Records excerpted from a collection:
•••••
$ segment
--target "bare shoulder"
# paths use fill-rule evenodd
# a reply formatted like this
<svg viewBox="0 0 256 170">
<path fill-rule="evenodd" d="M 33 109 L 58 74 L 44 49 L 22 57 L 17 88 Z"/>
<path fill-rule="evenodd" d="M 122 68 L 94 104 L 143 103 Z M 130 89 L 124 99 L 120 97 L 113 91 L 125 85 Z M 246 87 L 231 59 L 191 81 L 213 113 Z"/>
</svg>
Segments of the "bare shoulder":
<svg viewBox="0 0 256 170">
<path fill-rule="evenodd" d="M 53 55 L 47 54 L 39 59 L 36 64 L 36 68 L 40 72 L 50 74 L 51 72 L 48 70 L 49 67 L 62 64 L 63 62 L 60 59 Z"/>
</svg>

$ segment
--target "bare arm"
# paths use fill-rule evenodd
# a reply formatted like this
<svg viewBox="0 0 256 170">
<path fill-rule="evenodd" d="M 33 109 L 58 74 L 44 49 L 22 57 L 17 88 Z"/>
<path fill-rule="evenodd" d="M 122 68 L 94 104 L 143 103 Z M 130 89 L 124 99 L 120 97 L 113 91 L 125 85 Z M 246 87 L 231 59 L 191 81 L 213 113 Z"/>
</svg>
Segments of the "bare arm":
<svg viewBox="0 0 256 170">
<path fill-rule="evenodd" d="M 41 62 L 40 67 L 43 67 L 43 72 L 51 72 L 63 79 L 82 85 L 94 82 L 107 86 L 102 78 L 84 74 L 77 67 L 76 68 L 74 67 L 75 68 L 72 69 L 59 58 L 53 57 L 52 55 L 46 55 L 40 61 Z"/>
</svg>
•••••
Retype the entries exactly, including every line.

# EXERCISE RESULT:
$ segment
--target "bare shoulder"
# paths use fill-rule evenodd
# a reply formatted like this
<svg viewBox="0 0 256 170">
<path fill-rule="evenodd" d="M 33 109 L 58 74 L 44 49 L 22 57 L 17 88 Z"/>
<path fill-rule="evenodd" d="M 122 68 L 94 104 L 143 103 Z M 130 89 L 124 99 L 120 97 L 113 91 L 125 85 Z M 246 87 L 231 59 L 191 81 L 213 113 Z"/>
</svg>
Segments of the "bare shoulder":
<svg viewBox="0 0 256 170">
<path fill-rule="evenodd" d="M 53 55 L 47 54 L 39 59 L 36 64 L 36 68 L 40 72 L 50 74 L 51 72 L 48 70 L 49 67 L 62 64 L 63 62 L 60 59 Z"/>
</svg>

$ segment
--target "bare arm"
# paths use fill-rule evenodd
# a reply formatted like this
<svg viewBox="0 0 256 170">
<path fill-rule="evenodd" d="M 33 109 L 58 74 L 44 49 L 22 57 L 17 88 Z"/>
<path fill-rule="evenodd" d="M 122 68 L 94 104 L 143 103 Z M 130 89 L 124 99 L 120 97 L 113 91 L 125 85 Z M 246 87 L 231 59 L 191 81 L 213 113 Z"/>
</svg>
Segments of the "bare arm":
<svg viewBox="0 0 256 170">
<path fill-rule="evenodd" d="M 41 62 L 40 67 L 43 67 L 43 72 L 51 72 L 63 79 L 82 85 L 94 82 L 107 86 L 102 78 L 84 74 L 77 67 L 76 68 L 74 67 L 75 68 L 72 69 L 59 58 L 53 57 L 52 55 L 46 55 L 40 61 Z"/>
</svg>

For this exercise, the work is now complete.